Exercise goal
Copy out, word for word, the rows below between the line holding "Note to the class: find each instance of the exposed" and the line holding "Target: rocky cliff face", inclusive.

Dataset extract

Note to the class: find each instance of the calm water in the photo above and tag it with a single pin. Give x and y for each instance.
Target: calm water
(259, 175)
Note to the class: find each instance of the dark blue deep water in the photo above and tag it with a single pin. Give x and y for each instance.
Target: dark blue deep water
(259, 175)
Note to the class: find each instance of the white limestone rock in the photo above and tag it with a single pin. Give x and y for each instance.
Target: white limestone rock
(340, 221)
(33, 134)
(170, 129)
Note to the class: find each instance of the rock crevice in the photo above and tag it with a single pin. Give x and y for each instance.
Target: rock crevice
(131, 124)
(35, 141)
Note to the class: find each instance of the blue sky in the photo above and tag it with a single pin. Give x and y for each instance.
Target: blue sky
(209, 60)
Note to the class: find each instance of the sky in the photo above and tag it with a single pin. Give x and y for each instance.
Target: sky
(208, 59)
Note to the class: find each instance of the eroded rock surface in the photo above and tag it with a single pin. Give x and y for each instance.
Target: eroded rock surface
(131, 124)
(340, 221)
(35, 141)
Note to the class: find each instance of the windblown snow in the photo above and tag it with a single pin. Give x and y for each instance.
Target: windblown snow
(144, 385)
* * *
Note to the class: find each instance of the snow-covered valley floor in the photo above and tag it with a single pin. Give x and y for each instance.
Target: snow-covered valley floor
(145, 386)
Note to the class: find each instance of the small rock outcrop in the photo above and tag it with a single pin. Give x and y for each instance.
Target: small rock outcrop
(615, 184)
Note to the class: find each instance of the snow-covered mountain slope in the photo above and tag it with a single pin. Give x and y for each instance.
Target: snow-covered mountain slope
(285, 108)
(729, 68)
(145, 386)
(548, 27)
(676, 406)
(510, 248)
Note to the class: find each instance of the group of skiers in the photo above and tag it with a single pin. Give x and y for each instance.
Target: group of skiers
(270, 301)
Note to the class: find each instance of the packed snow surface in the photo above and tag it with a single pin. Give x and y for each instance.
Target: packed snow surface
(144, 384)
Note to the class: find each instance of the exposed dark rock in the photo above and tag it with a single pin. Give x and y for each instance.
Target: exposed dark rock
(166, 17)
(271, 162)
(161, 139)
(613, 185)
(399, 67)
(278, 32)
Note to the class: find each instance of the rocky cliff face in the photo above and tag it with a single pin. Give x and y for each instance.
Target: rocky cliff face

Correct output
Note to the class: find each instance of the exposed dark rock in the photo above and tag it with a single pin. Give x and y for each instance.
Target: exposed dark rock
(166, 17)
(271, 162)
(161, 139)
(613, 185)
(399, 67)
(278, 32)
Note to the class: find each instance of the rocky cliff face in the photo above and tag it with a single pin. Give x and y for each instance.
Target: rocky cliff face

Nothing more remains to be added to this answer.